→ **EXERCISE TASK**
Can you write out every line of the items, starting at the line containing "Guideline: for each instance of the concrete patio" and ending at the last line of the items, with both ends included? Increase each point coordinate in the answers by 12.

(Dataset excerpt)
────────────────────────────────────────

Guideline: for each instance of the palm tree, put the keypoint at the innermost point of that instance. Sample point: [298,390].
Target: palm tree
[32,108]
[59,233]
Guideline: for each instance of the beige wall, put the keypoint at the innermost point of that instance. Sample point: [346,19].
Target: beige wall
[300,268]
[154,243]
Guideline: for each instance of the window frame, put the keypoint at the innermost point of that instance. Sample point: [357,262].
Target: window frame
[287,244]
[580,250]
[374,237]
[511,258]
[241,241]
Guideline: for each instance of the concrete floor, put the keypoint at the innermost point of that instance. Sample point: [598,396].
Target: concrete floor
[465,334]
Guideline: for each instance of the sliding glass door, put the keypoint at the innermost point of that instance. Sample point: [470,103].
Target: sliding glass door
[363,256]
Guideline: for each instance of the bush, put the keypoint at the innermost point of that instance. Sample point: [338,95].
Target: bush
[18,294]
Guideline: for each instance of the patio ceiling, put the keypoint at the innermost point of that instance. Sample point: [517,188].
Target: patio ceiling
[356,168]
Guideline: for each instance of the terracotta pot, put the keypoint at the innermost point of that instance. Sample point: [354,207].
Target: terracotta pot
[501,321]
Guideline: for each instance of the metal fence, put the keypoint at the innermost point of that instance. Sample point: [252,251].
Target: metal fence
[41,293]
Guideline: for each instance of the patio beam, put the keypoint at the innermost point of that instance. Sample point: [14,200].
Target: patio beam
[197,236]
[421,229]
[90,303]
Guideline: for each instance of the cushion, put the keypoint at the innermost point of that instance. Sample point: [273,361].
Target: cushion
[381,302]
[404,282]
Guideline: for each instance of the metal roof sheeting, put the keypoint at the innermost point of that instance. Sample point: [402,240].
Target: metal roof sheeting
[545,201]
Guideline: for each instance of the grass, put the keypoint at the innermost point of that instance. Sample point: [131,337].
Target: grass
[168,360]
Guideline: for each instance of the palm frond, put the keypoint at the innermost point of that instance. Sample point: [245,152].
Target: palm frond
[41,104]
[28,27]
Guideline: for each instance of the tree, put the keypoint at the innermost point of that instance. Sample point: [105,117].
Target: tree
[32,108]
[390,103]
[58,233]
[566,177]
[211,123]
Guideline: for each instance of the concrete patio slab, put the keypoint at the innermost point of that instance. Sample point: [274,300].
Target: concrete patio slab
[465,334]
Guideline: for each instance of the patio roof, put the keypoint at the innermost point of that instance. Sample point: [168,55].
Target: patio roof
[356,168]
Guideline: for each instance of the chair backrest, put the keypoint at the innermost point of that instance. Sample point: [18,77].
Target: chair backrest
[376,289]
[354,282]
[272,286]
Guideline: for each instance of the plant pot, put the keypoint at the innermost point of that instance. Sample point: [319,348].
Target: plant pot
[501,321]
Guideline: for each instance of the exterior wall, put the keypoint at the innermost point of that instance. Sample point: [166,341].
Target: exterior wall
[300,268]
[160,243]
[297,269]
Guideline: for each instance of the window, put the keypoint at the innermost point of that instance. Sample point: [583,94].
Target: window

────────────────────────────────────────

→ **ANSWER TO THIS TASK**
Guideline: for each instance of the concrete patio slab, put the keypoint at the innermost point of that instance. Sample point: [274,300].
Target: concrete patio slab
[477,346]
Guideline: for each instance of the patio roof, put the keypoint at the innermost point of that instance. Sample point: [168,55].
Target: patio roof
[368,180]
Guideline: for each instance of the chair backrest, put the keypoint at the innermost point of that instance. Sample point: [18,77].
Target: chair backrest
[388,301]
[366,294]
[284,298]
Guideline: for each instance of the plant pot, put the keypoint at the innermost point of that instance. Sample point: [319,348].
Target: plant pot
[513,333]
Guideline: for each instance of the exterior wall, put the keypoint at the innermost point of that instance. Sample point: [166,341].
Target: exterior wall
[312,280]
[172,255]
[309,281]
Guideline: for each instance of the window, put the keypoint at the innermost point of that instance. Sample point: [583,94].
Target: window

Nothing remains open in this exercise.